──────── Passage provided

Beasley was among the first US B-17 groups that arrived in England in the summer and fall of 1942 to begin small-scale raids against targets in German-occupied countries. Soon the unescorted bomber flew deeper into Germany itself and American losses greatly increased. By 1944, the 8th AF would have more than 2,000 bombers with which to launch raids against Hitler’s Germany. But in the fall of 1942 and early 1943, four “pioneer” B-17 bomb groups with a strength of around only 150 planes and two B-24 groups carried out the 8th’s mission.  In this early period, the odds of surviving the 25 required missions to return home were extremely dismal.

────────────────

Activity list:
[1] In the passage about the early American B-17 groups in England, how many bombers would the 8th AF have by 1944?
[2] Reproduce the part of the passage about the early American B-17 groups in England starting with "Beasley was among" and going on through "were extremely dismal.".
[3] Resume the passage about the early American B-17 groups in England from the point where it stops, adding a few sentences in the same style.

──────── Records shown

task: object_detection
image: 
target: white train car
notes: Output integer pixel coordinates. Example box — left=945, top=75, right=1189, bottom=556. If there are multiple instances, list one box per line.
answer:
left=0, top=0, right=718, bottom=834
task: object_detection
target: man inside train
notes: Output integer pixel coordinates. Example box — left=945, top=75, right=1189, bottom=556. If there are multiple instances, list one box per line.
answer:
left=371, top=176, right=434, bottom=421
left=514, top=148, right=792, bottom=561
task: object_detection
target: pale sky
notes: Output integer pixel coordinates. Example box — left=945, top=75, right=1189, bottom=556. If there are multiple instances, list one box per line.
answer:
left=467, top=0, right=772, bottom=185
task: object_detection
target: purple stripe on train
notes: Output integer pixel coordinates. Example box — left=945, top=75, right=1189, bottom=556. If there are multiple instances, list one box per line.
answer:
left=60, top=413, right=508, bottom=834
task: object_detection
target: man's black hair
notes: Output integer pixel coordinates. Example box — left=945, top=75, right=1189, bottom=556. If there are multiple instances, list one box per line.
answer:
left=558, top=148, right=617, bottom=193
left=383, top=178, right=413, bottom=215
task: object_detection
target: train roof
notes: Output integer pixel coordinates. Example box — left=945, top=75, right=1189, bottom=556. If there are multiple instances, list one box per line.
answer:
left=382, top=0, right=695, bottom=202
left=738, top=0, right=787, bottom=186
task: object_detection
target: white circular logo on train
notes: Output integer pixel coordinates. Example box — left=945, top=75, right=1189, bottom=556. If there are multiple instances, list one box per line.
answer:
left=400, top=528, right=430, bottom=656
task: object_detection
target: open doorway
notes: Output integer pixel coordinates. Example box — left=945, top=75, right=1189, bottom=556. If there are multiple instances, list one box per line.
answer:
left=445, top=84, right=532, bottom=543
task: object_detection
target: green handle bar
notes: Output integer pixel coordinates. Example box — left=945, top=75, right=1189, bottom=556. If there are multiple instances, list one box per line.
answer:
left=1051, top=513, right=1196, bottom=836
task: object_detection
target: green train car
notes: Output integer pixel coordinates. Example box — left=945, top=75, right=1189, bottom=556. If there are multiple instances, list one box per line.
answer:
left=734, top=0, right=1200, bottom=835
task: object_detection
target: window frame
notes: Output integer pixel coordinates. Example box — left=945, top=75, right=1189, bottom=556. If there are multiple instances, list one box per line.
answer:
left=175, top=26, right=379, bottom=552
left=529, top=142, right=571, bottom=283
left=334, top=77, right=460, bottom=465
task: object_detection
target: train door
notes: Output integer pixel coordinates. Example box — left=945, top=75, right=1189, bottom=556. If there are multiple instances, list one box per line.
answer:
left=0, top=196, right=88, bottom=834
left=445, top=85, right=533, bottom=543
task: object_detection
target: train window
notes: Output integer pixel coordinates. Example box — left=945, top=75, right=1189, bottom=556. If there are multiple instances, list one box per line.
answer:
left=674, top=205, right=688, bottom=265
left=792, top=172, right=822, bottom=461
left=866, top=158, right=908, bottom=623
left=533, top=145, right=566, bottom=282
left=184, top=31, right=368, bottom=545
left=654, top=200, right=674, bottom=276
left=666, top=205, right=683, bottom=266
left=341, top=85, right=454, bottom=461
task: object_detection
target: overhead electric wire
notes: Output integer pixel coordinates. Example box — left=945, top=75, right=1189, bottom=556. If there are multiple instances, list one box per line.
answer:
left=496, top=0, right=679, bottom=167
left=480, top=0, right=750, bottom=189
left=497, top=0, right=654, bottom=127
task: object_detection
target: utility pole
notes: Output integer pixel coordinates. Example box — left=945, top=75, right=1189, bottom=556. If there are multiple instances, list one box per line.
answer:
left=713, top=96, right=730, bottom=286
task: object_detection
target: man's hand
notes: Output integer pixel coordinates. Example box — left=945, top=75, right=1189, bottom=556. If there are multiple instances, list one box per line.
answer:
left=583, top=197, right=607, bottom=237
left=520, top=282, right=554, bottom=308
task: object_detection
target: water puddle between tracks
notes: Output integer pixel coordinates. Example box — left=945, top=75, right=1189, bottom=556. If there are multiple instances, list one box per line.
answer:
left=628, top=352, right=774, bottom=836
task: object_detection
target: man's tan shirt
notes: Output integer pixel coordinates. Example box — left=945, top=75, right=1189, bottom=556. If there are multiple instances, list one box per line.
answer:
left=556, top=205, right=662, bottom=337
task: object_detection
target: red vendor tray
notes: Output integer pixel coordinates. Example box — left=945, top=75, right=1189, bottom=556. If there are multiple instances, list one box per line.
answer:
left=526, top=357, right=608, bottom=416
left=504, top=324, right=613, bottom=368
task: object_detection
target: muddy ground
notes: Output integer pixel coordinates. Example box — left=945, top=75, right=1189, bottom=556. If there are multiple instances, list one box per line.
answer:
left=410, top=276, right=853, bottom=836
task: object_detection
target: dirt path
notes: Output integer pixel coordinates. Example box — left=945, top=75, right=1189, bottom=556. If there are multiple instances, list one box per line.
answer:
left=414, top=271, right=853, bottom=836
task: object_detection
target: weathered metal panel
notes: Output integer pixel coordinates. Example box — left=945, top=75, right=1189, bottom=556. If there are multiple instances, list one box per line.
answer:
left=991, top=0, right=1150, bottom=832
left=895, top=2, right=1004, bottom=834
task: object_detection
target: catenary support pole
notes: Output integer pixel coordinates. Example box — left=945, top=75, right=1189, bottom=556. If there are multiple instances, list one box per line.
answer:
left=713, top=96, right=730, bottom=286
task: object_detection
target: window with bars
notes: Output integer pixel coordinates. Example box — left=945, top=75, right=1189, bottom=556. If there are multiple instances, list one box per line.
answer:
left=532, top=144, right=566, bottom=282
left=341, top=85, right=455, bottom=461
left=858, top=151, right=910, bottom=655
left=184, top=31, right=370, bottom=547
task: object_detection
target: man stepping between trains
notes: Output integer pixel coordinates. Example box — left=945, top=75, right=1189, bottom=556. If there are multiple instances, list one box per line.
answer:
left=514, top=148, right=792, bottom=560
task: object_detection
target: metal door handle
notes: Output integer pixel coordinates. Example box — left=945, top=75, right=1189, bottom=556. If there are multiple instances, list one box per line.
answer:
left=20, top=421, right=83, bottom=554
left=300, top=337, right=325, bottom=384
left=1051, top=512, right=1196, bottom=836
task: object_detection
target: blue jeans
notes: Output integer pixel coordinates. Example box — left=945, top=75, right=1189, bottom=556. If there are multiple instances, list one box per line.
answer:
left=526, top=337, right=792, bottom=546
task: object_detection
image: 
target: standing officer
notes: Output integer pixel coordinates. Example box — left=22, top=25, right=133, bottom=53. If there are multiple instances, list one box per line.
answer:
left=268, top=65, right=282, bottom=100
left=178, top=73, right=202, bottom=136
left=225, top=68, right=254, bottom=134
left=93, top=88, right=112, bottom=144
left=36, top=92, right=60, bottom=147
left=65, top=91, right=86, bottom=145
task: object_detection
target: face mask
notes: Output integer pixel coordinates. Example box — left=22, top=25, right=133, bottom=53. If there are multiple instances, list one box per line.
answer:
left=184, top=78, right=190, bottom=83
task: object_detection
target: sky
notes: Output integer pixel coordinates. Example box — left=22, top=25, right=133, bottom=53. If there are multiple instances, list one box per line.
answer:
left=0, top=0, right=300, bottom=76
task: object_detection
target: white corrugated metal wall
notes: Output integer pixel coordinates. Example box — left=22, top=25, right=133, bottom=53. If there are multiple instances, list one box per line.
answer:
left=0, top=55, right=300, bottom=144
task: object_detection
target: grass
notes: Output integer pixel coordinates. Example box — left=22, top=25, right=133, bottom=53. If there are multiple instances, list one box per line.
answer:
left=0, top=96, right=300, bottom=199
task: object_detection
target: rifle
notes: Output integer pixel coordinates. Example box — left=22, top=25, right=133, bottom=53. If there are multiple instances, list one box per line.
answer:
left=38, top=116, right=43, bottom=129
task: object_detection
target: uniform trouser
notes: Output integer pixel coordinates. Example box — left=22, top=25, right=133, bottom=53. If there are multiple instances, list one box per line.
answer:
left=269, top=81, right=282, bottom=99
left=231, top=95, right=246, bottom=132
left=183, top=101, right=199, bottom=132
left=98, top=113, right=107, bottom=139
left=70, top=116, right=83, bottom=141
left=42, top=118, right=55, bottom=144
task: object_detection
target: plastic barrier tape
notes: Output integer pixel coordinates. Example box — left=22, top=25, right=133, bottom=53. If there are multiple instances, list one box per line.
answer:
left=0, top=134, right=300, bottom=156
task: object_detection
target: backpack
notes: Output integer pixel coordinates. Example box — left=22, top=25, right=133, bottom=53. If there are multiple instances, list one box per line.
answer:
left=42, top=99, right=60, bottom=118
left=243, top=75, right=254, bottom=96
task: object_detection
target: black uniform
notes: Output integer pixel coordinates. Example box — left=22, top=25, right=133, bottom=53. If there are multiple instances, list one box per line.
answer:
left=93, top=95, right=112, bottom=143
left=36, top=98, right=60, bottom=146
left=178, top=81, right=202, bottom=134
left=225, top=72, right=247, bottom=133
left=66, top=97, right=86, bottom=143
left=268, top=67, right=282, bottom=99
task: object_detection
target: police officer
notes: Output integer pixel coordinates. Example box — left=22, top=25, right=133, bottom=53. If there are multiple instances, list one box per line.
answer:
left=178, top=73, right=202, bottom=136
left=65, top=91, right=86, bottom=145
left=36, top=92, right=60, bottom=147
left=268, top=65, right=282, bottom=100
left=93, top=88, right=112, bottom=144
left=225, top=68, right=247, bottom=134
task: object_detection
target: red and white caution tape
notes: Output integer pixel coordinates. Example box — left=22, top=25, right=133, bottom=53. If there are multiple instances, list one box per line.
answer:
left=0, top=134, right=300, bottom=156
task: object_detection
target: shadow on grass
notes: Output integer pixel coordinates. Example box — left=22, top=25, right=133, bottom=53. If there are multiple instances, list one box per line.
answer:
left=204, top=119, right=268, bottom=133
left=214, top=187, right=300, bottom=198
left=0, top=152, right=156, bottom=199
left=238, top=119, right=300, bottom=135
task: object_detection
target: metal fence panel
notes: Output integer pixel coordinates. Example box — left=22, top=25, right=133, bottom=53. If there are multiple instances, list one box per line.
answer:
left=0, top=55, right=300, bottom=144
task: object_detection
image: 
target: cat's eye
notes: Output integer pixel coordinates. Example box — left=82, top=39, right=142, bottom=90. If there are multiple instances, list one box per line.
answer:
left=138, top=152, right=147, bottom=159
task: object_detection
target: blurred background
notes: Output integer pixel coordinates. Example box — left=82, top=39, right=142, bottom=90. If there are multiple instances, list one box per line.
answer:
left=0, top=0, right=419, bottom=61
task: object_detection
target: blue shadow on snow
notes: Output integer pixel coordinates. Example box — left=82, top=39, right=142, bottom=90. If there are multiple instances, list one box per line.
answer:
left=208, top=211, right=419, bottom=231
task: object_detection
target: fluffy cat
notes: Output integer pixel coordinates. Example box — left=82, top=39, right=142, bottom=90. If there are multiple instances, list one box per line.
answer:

────────────────

Solved tasks:
[1] More than 2,000 bombers.

[2]
Beasley was among the first US B-17 groups that arrived in England in the summer and fall of 1942 to begin small-scale raids against targets in German-occupied countries. Soon the unescorted bomber flew deeper into Germany itself and American losses greatly increased. By 1944, the 8th AF would have more than 2,000 bombers with which to launch raids against Hitler’s Germany. But in the fall of 1942 and early 1943, four “pioneer” B-17 bomb groups with a strength of around only 150 planes and two B-24 groups carried out the 8th’s mission.  In this early period, the odds of surviving the 25 required missions to return home were extremely dismal.

[3]
The “pioneer” groups were attempting to validate the U.S. doctrine of high-altitude precision daylight bombing. Whereas the British RAF concentrated its efforts at night at low altitudes, the addition of the U.S. day efforts would allow “around-the-clock bombing”. The crews were also fighting a new type of warfare 20,000 feet up in unpressurized airplanes. Frostbite and hypoxia were constant dangers and killed many airmen. The crew were also only protected by thin sheets of aluminum from the nightmare Nazi flak and fighters. Their war was also uniquely different than most GIs or sailors. If they survived the day’s mission it might have seen them fly to Germany and be back in England in time to get to nearby London for an evening on the town. Scant consolation for the harrowing trips and friends lost on the missions.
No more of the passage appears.